Task objective -> Exact copy, pictures excluded: reproduce every record below.

Task material ->
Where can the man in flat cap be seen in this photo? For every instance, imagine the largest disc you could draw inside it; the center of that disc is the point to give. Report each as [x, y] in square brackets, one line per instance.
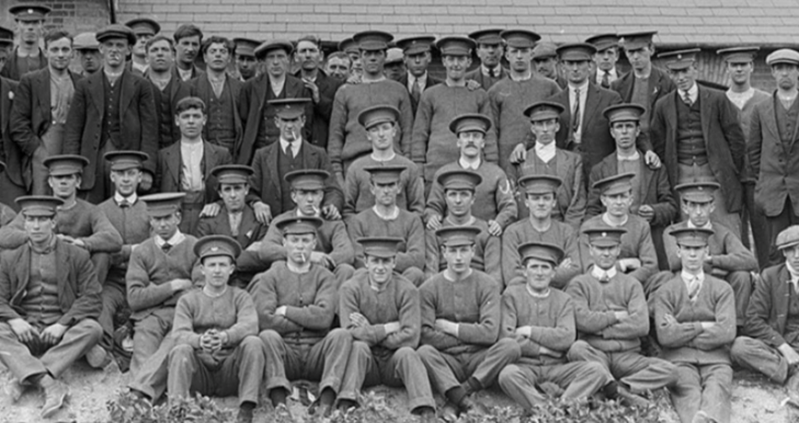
[637, 257]
[652, 197]
[490, 49]
[644, 84]
[773, 128]
[41, 105]
[540, 196]
[512, 94]
[546, 157]
[460, 325]
[256, 109]
[144, 29]
[540, 322]
[220, 93]
[168, 88]
[348, 139]
[296, 301]
[493, 197]
[186, 166]
[695, 131]
[50, 303]
[433, 144]
[381, 124]
[27, 56]
[112, 110]
[771, 346]
[611, 315]
[381, 310]
[460, 187]
[695, 322]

Solution for this problem ->
Where can the man in flat cap be seen in this photo? For every instance, imagine the largest disc you could draw inside it; the center of that disc is the point to give. Report each as [x, y] in square brackets, one line per instance.
[637, 257]
[652, 197]
[490, 49]
[644, 84]
[773, 128]
[41, 105]
[540, 196]
[512, 94]
[546, 157]
[460, 325]
[256, 109]
[144, 29]
[540, 322]
[220, 93]
[168, 88]
[348, 139]
[296, 301]
[493, 197]
[186, 166]
[695, 131]
[50, 303]
[433, 144]
[381, 124]
[27, 56]
[112, 110]
[771, 346]
[611, 315]
[381, 310]
[460, 187]
[695, 322]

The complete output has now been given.